• [Request]: Pull out every line of the rows below that contains the word "military". Case counts.

··· Records shown ···

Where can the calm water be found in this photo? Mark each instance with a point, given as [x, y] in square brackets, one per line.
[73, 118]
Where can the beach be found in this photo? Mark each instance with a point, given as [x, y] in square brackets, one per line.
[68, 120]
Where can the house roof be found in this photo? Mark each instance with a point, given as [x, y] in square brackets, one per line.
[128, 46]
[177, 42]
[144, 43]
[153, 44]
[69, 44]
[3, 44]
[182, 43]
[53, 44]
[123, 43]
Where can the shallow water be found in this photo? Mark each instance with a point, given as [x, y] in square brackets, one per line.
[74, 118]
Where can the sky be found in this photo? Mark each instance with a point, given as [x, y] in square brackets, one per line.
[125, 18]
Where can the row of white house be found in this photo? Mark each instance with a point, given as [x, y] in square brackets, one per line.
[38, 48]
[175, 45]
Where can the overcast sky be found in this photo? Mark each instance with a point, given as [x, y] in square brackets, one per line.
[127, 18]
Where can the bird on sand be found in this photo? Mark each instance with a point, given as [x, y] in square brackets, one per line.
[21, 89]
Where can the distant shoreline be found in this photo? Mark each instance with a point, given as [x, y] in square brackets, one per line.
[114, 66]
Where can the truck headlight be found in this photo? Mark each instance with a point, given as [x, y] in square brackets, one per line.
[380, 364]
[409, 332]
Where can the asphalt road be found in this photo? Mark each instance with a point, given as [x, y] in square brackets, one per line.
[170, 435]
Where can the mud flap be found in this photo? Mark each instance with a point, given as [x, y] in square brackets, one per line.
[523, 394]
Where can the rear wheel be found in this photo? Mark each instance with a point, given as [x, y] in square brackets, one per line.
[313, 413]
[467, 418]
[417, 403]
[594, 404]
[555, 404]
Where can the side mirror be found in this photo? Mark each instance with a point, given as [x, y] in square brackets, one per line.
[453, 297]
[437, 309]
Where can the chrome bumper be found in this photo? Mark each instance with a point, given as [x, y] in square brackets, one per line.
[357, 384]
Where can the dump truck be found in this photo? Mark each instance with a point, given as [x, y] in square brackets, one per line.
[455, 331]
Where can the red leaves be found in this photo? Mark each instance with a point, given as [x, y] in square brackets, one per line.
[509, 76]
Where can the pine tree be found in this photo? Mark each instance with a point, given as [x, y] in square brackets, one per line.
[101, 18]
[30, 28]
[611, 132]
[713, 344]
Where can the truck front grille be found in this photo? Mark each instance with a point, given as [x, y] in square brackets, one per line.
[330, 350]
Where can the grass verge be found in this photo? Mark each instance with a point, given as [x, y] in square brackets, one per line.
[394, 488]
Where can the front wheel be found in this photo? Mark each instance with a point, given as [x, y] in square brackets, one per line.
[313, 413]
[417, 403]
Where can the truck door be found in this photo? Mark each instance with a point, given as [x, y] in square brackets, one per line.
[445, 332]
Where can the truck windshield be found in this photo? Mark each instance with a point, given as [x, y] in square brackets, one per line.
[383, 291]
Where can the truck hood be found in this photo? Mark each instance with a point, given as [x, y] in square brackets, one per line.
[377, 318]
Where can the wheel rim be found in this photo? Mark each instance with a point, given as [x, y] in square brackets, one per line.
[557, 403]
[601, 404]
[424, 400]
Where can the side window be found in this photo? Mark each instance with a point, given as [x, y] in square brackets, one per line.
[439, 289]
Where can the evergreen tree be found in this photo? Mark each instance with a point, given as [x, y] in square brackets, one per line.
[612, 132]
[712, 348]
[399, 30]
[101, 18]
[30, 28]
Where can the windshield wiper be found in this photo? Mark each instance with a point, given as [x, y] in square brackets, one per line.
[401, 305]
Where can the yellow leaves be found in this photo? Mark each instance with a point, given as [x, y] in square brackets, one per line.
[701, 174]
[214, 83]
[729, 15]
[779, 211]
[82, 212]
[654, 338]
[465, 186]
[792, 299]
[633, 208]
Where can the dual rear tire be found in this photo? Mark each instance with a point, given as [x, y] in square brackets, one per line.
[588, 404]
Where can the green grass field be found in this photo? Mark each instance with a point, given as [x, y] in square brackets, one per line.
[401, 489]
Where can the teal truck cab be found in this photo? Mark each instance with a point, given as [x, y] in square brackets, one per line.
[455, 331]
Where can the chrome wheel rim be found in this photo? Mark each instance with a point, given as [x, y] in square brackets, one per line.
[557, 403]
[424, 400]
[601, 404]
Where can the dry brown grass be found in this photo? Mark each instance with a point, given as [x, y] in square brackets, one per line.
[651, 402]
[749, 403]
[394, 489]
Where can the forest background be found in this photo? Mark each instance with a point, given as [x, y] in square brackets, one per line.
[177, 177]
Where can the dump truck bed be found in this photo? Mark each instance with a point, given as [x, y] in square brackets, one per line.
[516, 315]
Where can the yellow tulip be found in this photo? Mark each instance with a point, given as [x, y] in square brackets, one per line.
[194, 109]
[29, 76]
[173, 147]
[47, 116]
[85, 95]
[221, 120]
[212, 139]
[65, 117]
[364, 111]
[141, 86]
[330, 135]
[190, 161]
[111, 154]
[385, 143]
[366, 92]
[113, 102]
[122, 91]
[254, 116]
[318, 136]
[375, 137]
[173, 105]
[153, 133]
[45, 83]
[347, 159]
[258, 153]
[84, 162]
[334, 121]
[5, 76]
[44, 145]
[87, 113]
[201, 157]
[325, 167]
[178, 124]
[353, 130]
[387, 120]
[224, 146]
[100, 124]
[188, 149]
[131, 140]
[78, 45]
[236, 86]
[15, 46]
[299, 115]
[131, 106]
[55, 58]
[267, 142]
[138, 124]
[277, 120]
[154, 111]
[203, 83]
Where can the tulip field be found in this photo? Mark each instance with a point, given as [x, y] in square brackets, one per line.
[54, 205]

···
··· Records shown ···

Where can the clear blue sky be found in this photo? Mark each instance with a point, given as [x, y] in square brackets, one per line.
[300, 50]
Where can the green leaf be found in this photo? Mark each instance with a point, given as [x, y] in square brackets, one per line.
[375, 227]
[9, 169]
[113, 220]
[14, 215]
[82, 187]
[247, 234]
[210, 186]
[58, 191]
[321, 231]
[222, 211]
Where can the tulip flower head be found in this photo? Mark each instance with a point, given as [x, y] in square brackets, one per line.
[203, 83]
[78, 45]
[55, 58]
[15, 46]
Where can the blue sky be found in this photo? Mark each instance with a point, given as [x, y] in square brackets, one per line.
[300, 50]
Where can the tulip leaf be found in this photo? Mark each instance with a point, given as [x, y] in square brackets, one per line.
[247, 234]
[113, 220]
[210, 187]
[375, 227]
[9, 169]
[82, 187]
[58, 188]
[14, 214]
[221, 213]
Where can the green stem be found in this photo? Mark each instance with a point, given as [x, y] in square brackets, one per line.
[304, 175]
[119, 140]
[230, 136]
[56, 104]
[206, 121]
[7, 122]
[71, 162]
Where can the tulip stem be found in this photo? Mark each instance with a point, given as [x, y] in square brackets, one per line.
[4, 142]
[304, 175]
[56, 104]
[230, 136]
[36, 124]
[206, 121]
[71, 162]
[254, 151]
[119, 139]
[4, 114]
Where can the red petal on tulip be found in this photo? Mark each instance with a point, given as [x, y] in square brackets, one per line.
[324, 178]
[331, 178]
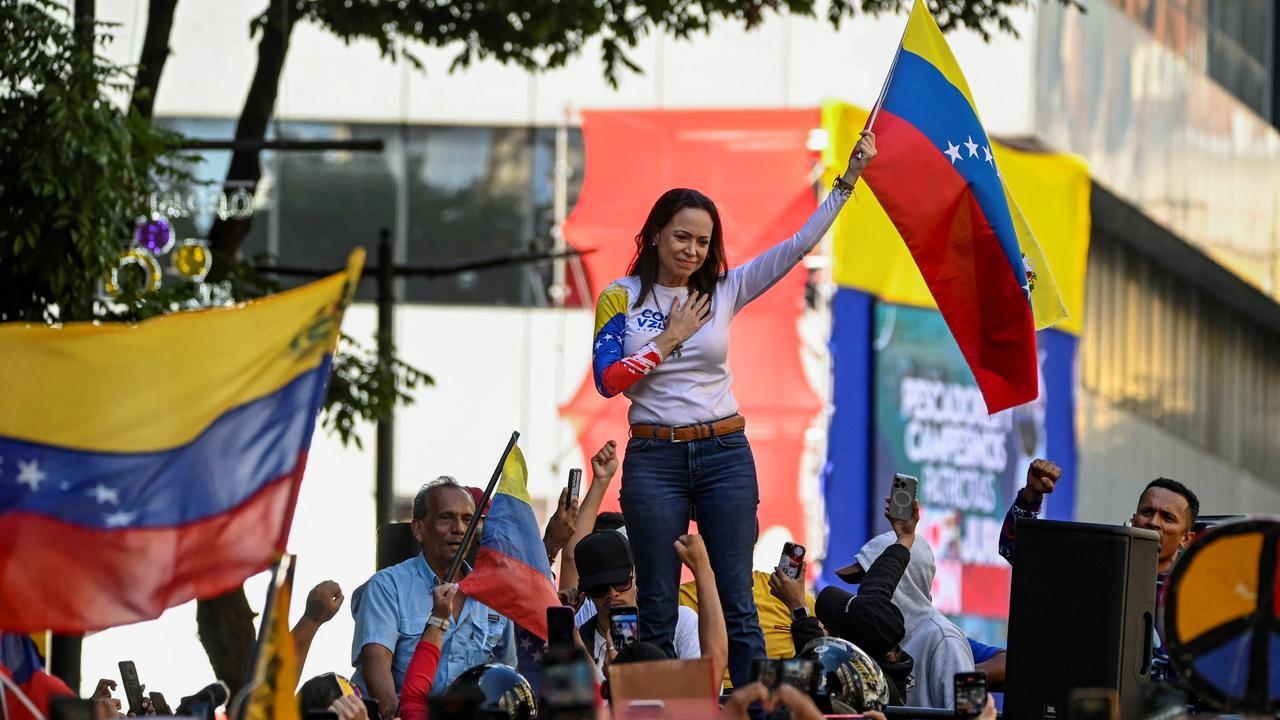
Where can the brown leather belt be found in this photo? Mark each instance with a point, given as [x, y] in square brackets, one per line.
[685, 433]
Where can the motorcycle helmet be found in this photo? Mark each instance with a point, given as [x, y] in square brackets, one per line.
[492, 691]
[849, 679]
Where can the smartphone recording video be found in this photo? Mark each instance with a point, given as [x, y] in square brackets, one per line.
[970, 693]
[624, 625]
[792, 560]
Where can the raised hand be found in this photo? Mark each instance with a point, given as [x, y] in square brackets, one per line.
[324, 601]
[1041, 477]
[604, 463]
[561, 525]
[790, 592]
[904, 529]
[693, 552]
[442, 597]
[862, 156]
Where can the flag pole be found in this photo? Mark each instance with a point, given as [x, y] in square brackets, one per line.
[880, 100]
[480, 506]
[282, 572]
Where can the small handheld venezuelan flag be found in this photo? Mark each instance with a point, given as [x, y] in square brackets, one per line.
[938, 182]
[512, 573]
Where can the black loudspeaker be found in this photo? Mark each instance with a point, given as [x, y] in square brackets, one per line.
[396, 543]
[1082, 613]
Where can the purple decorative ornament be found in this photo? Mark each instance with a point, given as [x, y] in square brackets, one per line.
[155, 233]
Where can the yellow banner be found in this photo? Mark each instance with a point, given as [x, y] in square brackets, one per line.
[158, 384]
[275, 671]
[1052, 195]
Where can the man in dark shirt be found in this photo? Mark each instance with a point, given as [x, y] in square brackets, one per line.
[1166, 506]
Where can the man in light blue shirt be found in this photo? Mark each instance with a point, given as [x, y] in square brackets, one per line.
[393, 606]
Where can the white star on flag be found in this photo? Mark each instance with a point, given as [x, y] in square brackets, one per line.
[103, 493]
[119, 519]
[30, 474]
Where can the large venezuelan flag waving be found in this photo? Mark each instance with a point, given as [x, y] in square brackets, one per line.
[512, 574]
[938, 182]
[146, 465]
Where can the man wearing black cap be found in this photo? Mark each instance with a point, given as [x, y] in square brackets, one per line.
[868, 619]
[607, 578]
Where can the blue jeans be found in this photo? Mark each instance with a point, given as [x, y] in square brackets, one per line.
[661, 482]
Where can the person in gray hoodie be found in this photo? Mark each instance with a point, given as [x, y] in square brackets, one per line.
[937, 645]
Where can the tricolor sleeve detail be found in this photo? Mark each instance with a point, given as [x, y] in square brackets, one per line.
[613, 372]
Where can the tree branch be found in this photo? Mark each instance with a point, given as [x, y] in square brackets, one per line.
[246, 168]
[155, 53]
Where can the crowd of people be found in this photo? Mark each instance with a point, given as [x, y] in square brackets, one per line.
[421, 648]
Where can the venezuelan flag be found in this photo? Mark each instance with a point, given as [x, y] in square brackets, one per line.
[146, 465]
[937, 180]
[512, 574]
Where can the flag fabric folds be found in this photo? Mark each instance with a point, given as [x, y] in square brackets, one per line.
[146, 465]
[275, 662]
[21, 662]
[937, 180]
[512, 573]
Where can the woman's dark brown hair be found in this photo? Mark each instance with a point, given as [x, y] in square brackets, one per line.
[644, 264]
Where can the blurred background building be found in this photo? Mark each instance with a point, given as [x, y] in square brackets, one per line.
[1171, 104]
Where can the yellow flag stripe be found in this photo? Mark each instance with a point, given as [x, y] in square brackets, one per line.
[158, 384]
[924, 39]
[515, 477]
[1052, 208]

···
··· Records shown ···

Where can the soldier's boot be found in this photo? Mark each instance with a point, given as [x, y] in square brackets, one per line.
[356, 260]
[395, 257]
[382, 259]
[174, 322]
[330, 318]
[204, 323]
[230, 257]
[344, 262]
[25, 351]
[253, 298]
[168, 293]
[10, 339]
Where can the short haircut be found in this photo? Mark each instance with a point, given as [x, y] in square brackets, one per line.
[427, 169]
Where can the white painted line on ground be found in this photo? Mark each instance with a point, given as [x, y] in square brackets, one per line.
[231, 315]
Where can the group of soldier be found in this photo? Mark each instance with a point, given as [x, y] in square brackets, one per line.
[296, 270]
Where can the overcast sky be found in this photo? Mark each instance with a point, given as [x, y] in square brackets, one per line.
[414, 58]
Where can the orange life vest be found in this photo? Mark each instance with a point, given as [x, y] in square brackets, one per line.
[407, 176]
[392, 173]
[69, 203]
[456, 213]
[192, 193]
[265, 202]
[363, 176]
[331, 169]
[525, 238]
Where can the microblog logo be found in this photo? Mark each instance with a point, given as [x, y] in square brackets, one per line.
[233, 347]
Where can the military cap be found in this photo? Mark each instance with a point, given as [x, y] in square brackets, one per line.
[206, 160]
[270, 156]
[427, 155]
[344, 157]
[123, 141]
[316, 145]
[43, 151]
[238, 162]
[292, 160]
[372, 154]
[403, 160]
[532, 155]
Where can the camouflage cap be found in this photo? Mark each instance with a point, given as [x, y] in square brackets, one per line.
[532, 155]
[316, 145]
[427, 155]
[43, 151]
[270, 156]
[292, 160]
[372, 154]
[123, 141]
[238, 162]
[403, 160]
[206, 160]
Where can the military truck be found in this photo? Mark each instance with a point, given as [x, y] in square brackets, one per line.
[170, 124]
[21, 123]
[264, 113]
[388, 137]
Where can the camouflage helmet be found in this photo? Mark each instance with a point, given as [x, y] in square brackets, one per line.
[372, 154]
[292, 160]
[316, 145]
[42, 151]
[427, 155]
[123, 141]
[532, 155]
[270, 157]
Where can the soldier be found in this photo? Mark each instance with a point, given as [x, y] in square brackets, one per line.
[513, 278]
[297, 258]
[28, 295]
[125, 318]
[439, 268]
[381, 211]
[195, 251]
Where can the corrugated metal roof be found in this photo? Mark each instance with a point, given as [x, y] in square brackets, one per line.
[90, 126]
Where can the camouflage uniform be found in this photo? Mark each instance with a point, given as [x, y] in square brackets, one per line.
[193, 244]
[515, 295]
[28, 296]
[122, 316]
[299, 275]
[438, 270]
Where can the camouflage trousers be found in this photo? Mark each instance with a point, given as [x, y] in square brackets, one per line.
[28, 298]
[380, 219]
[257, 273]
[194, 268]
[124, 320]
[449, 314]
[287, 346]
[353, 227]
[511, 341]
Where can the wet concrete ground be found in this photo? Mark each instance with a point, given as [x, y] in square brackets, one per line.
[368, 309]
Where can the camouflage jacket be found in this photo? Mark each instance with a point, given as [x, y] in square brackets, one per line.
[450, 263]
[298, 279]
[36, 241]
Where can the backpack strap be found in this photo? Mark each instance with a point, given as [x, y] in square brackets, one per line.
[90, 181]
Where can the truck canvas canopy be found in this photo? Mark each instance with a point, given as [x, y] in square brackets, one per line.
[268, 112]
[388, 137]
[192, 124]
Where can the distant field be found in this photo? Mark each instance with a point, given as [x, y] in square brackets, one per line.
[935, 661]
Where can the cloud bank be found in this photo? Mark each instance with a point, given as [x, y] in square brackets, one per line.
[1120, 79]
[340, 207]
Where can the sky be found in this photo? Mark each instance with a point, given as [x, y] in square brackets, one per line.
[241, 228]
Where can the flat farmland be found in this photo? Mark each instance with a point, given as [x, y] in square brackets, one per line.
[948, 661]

···

• [The output]:
Where can the military cap be found in this photo? Mark each instance with a point, given as [x, y] in square brackets, one per line.
Where can the military truck be found in this photo? Mark each instance with a point, given as [x, y] in square brackets, one per line.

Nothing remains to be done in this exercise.